## Reading passage
The solution’s relevance lies in addressing efficiency losses, equipment aging, and supply vulnerability to seasonal variations in the Nenjiang Basin. Before the project, the plant had high energy consumption and limited micro‑pollutant removal; after modernization, energy use per m³ treated dropped by 12% and effluent quality improved by 30%. This transition from a conventional to a Water Positive system turns infrastructure into a source of urban and environmental resilience. The chosen solution, selected over membrane alternatives, achieved lower OPEX, higher stability in cold climates, and the ability to handle high‑turbidity water without performance loss.

## Entries provided

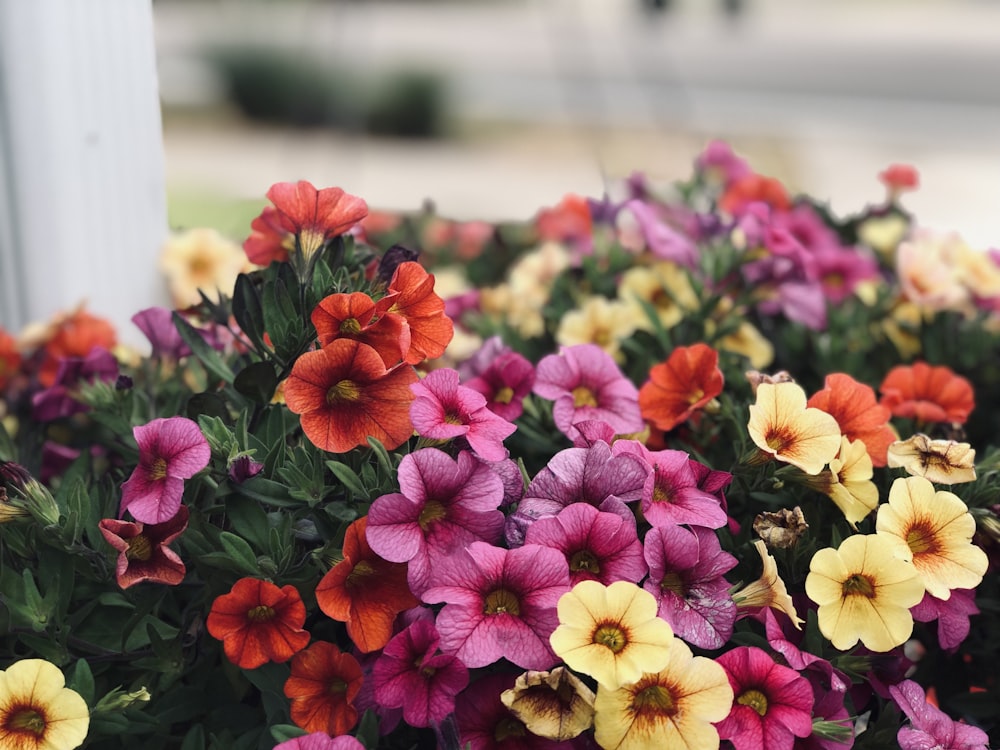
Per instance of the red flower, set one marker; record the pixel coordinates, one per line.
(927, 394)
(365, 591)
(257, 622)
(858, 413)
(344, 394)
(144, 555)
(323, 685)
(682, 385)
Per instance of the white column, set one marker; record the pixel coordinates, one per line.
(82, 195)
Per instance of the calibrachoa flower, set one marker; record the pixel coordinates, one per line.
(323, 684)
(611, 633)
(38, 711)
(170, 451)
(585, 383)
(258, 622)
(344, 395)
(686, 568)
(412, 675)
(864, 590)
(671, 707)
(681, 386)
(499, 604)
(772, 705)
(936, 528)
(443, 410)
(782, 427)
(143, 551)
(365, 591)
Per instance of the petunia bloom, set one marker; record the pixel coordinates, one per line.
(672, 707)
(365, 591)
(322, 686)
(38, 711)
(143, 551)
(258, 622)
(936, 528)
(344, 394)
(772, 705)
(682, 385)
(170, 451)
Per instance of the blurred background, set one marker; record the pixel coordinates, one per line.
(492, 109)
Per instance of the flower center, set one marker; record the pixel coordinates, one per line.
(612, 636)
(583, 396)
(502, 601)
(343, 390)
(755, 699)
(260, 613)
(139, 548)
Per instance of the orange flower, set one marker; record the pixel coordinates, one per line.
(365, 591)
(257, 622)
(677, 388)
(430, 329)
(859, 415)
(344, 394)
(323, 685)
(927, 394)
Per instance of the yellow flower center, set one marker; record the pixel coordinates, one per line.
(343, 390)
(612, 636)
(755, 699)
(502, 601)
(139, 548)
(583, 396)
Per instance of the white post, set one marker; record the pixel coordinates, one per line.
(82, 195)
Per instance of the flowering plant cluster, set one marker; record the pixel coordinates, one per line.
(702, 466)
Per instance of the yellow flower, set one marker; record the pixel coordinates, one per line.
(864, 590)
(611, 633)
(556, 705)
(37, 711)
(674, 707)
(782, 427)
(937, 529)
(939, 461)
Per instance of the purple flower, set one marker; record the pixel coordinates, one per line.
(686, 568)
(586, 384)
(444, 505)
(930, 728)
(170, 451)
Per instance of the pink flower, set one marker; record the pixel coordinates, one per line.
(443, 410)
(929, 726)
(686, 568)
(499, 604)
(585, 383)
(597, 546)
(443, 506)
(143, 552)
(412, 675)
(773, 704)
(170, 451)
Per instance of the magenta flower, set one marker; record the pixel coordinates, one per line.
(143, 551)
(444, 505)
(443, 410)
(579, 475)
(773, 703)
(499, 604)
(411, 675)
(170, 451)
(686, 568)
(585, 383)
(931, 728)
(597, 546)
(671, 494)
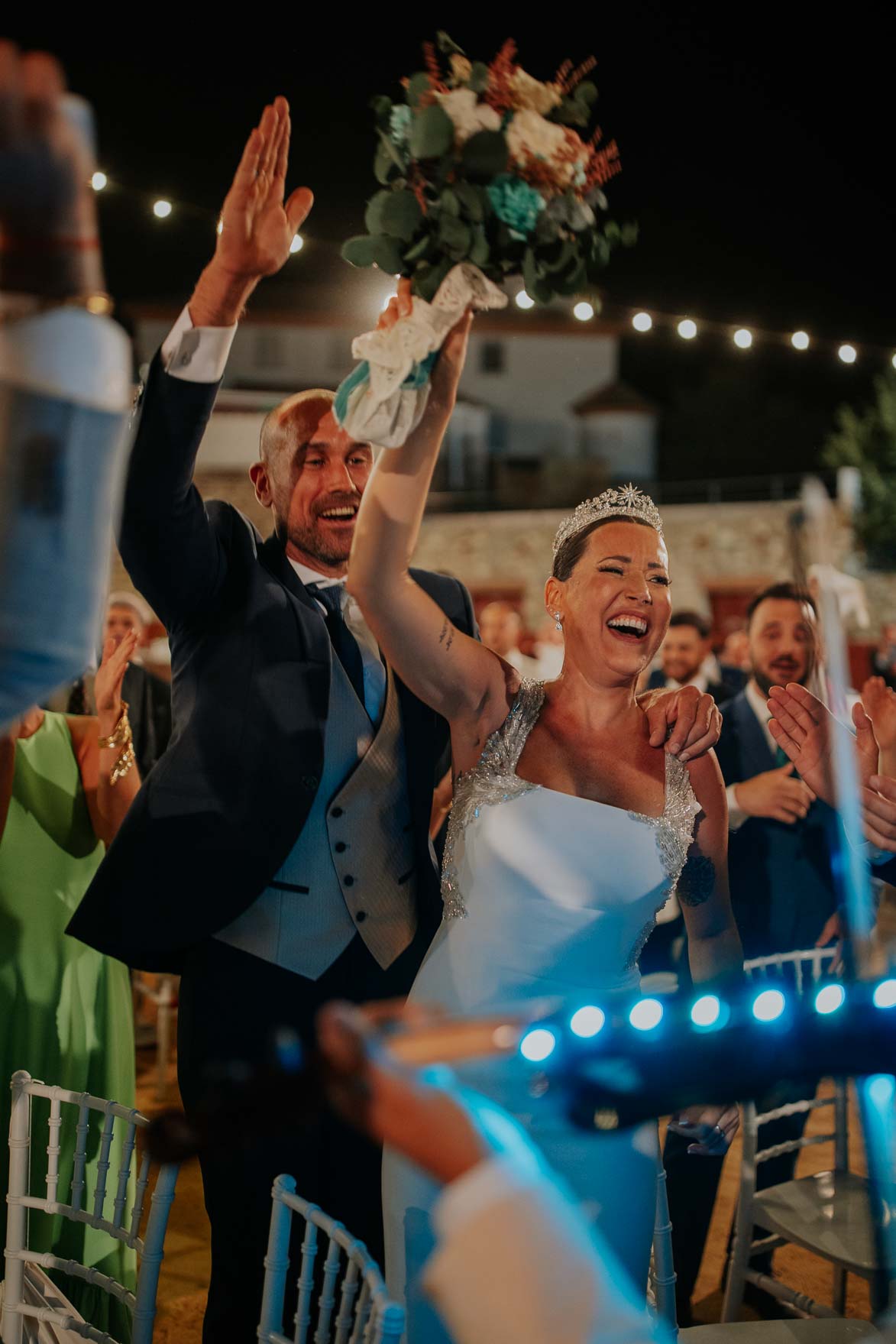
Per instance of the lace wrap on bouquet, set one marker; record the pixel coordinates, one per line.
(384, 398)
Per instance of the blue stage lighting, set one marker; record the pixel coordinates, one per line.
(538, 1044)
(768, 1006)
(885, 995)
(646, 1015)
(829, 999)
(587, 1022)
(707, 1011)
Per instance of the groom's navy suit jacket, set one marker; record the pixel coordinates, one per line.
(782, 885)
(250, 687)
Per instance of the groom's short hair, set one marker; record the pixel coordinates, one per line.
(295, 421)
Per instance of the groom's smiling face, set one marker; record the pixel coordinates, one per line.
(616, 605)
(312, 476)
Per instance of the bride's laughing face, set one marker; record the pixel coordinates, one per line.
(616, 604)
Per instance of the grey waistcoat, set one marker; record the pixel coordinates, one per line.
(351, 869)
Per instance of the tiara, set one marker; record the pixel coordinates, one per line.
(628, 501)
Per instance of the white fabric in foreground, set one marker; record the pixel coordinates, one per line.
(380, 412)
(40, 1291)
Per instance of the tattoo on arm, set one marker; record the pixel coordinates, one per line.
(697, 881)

## Stated exercise A
Return the rows unchanged from the line that contains "Per instance of the yellow flower, set" through the last of the rows, including both ends, and leave the pictures out of your answer.
## Stated exercise B
Supply the next part of the passage on the water treatment plant upgrade in the Nenjiang Basin, picking up after its final sentence.

## Result A
Per instance of the yellow flower, set one marker; record the pixel coordinates, one per line.
(864, 590)
(611, 633)
(556, 705)
(37, 711)
(674, 707)
(782, 427)
(937, 529)
(939, 461)
Per instance of the purple flower, set one marker; record the pixel coordinates, one per line.
(686, 568)
(586, 384)
(444, 505)
(930, 728)
(170, 451)
Per instance of the pink flower, set one marker; record the pixel coordinates, one per line.
(443, 410)
(929, 726)
(686, 568)
(499, 604)
(585, 383)
(597, 546)
(443, 506)
(143, 552)
(412, 675)
(773, 704)
(170, 451)
Per instance of the magenta flower, set one marker; record the pixel coordinates, one per line.
(143, 551)
(444, 505)
(443, 410)
(579, 475)
(773, 703)
(499, 604)
(411, 675)
(170, 451)
(686, 568)
(585, 383)
(931, 728)
(597, 546)
(671, 494)
Per instance of the lace wrap on bouquet, set one marker; record the pixel coordinates, one per line.
(384, 398)
Per instance of the blue stage lighting, set one marker; record the pixel coordinates, one per line.
(538, 1044)
(768, 1006)
(885, 995)
(646, 1015)
(829, 999)
(587, 1022)
(707, 1011)
Per instance of the groom's navy suit jacket, set one marker; record the pixel coordinates, one per line.
(782, 885)
(250, 687)
Per instance of the groom's short hair, set one marker; record the pixel coordinates, one per line.
(295, 421)
Per instance of the groom's smiling face, set one marker; record the pixel coordinates, one per line.
(616, 605)
(312, 476)
Per instance of the bride's laughing face, set one marker; record the pixel coordinates, one per line.
(616, 604)
Per instance of the grey waistcoat, set one marker; record the pixel coordinates, one per line.
(351, 869)
Per instance of the tiara, set one marker; record the pixel coordinates, one per line.
(628, 501)
Per instance of the white fabric in foreground, set one marker; record the pixel coordinates, one per line.
(380, 412)
(40, 1291)
Per instance of the tattoo on arm, set one marker; record the pixel coordinates, one per line.
(697, 881)

## Result B
Measurable results include recovery and reuse of 6 million m³/year, equivalent to the annual consumption of 24,000 households, and elimination of more than 500 tCO₂e/year from improved energy efficiency. Water quality reaches Class I levels under national parameters, with substantial reductions in BOD, SST, nitrates, and trace compounds. Additional benefits include reduced chemical use, restored habitats around the reservoir, and improved public health.
Strategically, the project reinforces Daqing’s Water Positive roadmap, proving that infrastructure can generate more water value than it consumes. It delivers tangible ESG benefits: enhances institutional reputation, strengthens the social license to operate, and aligns with the Sustainable Development Goals.